• WORK TO BE COMPLETED
Convert the lines of the entries into a JSON list of strings, with one string per line and no blank lines. Omit the pictures.

• Saved data entries
====================
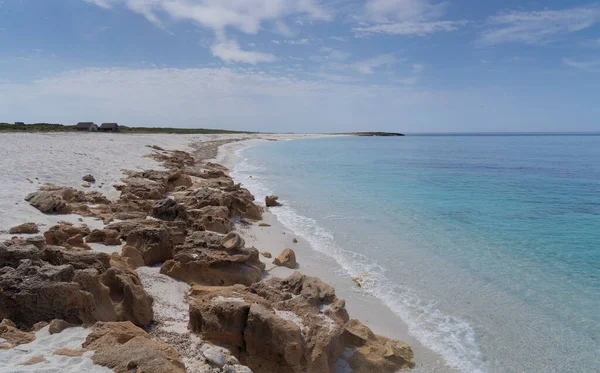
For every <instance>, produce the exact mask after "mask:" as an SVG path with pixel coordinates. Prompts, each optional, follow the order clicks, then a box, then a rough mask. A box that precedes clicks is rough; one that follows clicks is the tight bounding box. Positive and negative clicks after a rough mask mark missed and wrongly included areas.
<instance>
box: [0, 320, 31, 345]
mask: <svg viewBox="0 0 600 373" xmlns="http://www.w3.org/2000/svg"><path fill="white" fill-rule="evenodd" d="M0 338H1V339H4V340H5V341H6V342H7V343H8V344H10V346H11V347H14V346H17V345H21V344H26V343H30V342H33V341H34V340H35V334H34V333H32V332H24V331H21V330H19V329H17V326H16V325H15V324H14V323H13V322H12V321H10V320H8V319H3V320H2V322H0Z"/></svg>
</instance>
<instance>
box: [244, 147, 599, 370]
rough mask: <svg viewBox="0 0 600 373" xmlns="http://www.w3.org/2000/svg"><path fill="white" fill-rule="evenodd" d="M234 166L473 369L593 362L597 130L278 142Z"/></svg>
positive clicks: (554, 367) (456, 367) (350, 274)
mask: <svg viewBox="0 0 600 373" xmlns="http://www.w3.org/2000/svg"><path fill="white" fill-rule="evenodd" d="M240 154H241V156H242V157H243V158H244V162H242V163H240V164H239V165H238V167H237V168H236V169H235V171H234V175H235V176H236V177H238V178H240V179H241V180H242V181H243V183H244V184H245V185H246V186H248V187H249V188H250V190H251V191H253V192H254V193H255V195H257V197H258V198H260V197H261V196H263V195H265V194H268V193H275V194H278V195H279V196H280V197H281V199H282V201H283V203H284V204H285V205H284V206H283V207H281V208H279V209H273V211H274V212H275V213H276V215H277V216H278V218H279V219H280V220H281V221H282V223H283V224H285V225H287V226H288V227H289V228H291V229H292V230H294V231H296V233H297V234H300V235H302V236H303V237H305V238H306V239H307V240H308V241H309V242H310V243H311V244H312V246H313V247H314V248H315V249H316V250H318V251H322V252H324V253H326V254H328V255H330V256H332V257H333V258H335V259H336V260H337V261H338V262H339V263H340V265H341V266H342V268H344V272H345V273H343V274H341V275H359V274H366V283H365V285H364V286H363V289H364V290H365V291H367V292H370V293H371V294H373V295H375V296H377V297H378V298H379V299H380V300H381V301H382V302H383V303H385V304H386V305H387V306H389V307H390V308H391V309H392V310H393V311H394V312H395V313H396V314H397V315H398V316H399V317H400V318H401V319H402V320H403V321H404V322H405V323H406V324H407V325H408V326H409V331H410V333H411V334H412V335H414V336H415V337H416V338H417V339H419V340H420V341H421V342H422V343H423V344H424V345H425V346H426V347H428V348H430V349H432V350H434V351H436V352H438V353H439V354H440V355H441V356H442V357H443V358H444V359H445V360H446V362H447V363H448V365H450V366H452V367H454V368H456V369H459V370H461V371H464V372H593V371H598V369H599V367H600V136H407V137H404V138H375V137H369V138H356V137H347V138H328V139H311V140H296V141H286V142H269V143H264V144H260V145H257V146H253V147H250V148H248V149H245V150H243V151H241V153H240Z"/></svg>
====================
• EXPECTED ANSWER
[
  "For every <instance>, produce the exact mask after \"mask:\" as an SVG path with pixel coordinates. Prompts, each optional, follow the order clicks, then a box, then a rough mask. A box that precedes clicks is rough; one that follows clicks is the tight bounding box. Positive and negative clicks after a rough mask mark missed and wrongly included areas.",
  "<instance>",
  "box: [0, 320, 31, 345]",
  "mask: <svg viewBox=\"0 0 600 373\" xmlns=\"http://www.w3.org/2000/svg\"><path fill=\"white\" fill-rule=\"evenodd\" d=\"M0 338H1V339H4V340H5V341H6V342H7V343H8V344H10V346H11V347H14V346H17V345H21V344H26V343H30V342H33V341H34V340H35V334H34V333H32V332H24V331H21V330H19V329H17V326H16V325H15V324H14V323H13V322H12V321H10V320H8V319H3V320H2V322H0Z\"/></svg>",
  "</instance>",
  "<instance>",
  "box: [244, 147, 599, 370]",
  "rough mask: <svg viewBox=\"0 0 600 373\" xmlns=\"http://www.w3.org/2000/svg\"><path fill=\"white\" fill-rule=\"evenodd\" d=\"M234 166L473 369L593 362L597 130L278 142Z\"/></svg>",
  "positive clicks: (554, 367) (456, 367) (350, 274)",
  "mask: <svg viewBox=\"0 0 600 373\" xmlns=\"http://www.w3.org/2000/svg\"><path fill=\"white\" fill-rule=\"evenodd\" d=\"M240 154H241V156H242V157H243V158H244V162H242V163H240V164H239V165H238V167H237V168H236V169H235V171H234V175H235V176H236V177H238V178H240V179H241V180H242V181H243V183H244V184H245V185H246V186H248V187H249V188H250V190H251V191H253V192H254V193H255V195H257V197H258V198H260V197H261V196H263V195H265V194H268V193H275V194H278V195H279V196H280V197H281V199H282V201H283V203H284V204H285V205H284V206H283V207H281V208H279V209H273V211H274V212H275V213H276V215H277V216H278V218H279V219H280V220H281V221H282V223H283V224H285V225H287V226H288V227H289V228H291V229H292V230H294V231H296V233H297V234H300V235H302V236H303V237H305V238H306V239H307V240H308V241H309V242H310V243H311V244H312V246H313V247H314V248H315V249H316V250H318V251H322V252H324V253H326V254H328V255H330V256H332V257H333V258H335V259H336V260H337V261H338V262H339V263H340V265H341V266H342V268H344V272H345V273H343V274H341V275H359V274H366V283H365V285H364V286H363V289H364V290H365V291H367V292H370V293H371V294H373V295H375V296H377V297H378V298H379V299H380V300H381V301H382V302H383V303H385V304H386V305H387V306H389V307H390V308H391V309H392V310H393V311H394V312H395V313H396V314H397V315H398V316H399V317H400V318H401V319H402V320H403V321H404V322H405V323H406V324H407V325H408V326H409V331H410V333H411V334H412V335H414V336H415V337H416V338H417V339H419V340H420V341H421V342H422V343H423V344H424V345H425V346H426V347H428V348H430V349H432V350H434V351H436V352H438V353H439V354H440V355H441V356H442V357H443V358H444V359H445V360H446V362H447V363H448V365H450V366H452V367H454V368H456V369H459V370H461V371H464V372H593V371H598V369H599V367H600V136H407V137H404V138H375V137H369V138H356V137H347V138H328V139H311V140H296V141H286V142H269V143H264V144H260V145H257V146H253V147H250V148H248V149H245V150H243V151H241V153H240Z\"/></svg>"
]